Exercise directions ::
Render the rows below, from the line with "Mark the small" up to and including the line with "point(244, 55)", as a Markdown table with the columns Number and Line, leaving out any blank lines. Include only those rows.

Records provided ::

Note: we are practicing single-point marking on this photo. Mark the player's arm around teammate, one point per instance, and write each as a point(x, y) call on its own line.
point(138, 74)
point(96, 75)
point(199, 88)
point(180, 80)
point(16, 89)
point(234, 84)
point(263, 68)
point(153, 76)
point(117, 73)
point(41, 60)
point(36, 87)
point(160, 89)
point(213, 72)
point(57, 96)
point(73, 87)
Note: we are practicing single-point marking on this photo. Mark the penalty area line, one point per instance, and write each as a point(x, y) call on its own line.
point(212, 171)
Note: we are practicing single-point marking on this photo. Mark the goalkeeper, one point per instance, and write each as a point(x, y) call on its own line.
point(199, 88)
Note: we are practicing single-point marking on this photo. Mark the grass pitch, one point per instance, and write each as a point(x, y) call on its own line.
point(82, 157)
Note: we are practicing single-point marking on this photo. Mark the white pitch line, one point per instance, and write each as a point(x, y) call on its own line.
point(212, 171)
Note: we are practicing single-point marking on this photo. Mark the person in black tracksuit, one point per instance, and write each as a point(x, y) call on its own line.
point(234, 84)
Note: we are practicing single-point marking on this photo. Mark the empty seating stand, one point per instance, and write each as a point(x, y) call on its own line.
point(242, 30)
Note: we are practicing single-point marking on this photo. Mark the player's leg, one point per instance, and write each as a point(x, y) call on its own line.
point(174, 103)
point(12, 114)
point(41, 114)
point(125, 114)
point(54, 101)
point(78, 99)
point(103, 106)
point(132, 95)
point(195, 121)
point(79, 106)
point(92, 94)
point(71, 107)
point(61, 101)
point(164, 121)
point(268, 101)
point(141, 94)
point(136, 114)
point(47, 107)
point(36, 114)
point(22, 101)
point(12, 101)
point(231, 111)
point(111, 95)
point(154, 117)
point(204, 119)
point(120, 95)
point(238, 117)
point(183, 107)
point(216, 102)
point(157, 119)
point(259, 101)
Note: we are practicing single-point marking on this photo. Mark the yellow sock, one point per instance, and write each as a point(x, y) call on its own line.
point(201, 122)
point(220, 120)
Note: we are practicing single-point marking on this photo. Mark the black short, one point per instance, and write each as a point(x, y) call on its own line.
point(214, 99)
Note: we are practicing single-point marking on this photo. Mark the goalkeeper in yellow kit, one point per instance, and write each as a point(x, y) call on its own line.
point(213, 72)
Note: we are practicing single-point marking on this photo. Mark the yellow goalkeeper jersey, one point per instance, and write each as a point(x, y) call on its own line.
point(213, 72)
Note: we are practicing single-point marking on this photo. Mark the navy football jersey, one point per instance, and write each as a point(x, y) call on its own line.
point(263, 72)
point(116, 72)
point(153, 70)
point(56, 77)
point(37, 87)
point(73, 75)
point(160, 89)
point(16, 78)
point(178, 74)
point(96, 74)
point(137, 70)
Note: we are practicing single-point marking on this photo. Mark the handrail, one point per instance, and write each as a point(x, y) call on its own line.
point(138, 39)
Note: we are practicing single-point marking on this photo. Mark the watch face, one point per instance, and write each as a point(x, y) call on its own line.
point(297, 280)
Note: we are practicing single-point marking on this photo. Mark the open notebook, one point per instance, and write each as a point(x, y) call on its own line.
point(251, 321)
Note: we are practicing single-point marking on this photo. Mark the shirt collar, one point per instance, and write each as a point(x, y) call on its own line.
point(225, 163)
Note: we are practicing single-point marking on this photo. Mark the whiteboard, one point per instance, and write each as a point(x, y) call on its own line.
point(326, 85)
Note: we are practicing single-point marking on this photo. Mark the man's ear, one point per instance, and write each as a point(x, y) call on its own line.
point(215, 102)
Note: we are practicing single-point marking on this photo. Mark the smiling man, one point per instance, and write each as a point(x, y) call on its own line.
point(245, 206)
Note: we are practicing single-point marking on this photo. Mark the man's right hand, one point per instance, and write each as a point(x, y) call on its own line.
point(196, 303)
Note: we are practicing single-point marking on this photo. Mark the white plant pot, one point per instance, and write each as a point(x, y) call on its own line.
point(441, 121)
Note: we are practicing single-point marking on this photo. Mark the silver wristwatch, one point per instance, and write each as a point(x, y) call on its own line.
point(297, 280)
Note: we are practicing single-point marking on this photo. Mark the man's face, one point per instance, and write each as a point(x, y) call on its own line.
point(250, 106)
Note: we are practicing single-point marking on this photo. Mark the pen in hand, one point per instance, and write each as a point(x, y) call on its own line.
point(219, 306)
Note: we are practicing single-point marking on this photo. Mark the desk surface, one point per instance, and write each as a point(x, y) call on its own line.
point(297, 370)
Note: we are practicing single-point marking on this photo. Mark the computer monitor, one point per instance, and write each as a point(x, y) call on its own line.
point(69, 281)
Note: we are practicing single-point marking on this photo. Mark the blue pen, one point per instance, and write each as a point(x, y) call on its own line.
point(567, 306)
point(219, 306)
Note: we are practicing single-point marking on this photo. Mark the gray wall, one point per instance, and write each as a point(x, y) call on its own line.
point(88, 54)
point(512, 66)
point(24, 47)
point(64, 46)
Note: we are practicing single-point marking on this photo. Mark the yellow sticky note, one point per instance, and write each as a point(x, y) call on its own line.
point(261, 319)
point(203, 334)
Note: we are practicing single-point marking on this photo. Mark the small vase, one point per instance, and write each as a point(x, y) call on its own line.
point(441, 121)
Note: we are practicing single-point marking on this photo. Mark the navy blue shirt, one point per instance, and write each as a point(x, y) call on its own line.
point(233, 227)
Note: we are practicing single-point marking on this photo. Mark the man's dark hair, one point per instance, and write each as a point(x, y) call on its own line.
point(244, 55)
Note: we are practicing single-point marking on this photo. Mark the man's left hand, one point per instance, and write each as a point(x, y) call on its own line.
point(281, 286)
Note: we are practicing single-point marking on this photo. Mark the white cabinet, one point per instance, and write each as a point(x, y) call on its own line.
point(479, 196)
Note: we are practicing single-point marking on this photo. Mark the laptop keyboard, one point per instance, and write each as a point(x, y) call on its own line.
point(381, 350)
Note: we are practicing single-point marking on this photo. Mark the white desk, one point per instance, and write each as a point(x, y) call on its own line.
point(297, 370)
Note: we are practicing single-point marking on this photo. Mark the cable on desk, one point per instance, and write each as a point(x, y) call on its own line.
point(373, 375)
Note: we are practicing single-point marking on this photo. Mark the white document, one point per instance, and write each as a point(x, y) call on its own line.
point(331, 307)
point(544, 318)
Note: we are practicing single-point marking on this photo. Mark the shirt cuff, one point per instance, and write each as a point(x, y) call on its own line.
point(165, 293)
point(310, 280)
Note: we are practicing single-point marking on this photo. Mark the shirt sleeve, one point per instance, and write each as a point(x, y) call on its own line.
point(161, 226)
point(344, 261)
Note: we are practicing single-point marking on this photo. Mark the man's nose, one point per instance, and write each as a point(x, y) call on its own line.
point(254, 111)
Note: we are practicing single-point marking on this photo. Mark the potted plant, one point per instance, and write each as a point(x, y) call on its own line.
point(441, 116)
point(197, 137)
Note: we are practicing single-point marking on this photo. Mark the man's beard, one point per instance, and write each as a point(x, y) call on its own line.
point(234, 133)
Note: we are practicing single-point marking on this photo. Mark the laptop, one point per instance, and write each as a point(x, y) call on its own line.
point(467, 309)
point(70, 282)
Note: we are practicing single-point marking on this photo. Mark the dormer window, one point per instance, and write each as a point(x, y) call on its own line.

Response ::
| Number | Line |
|---|---|
| 1 | Note: we are practicing single-point marking on this photo. Mark the small vase, one point per instance, and write each as a point(x, y) call on its own line. |
| 2 | point(441, 121) |
| 3 | Note: we are practicing single-point marking on this photo. Mark the navy blue shirt, one point per instance, and write each as a point(x, y) call on its own line. |
| 4 | point(233, 227) |
| 5 | Note: we are practicing single-point marking on this photo. Mark the man's dark hair, one point per instance, and write each as a point(x, y) call on its own line. |
| 6 | point(244, 55) |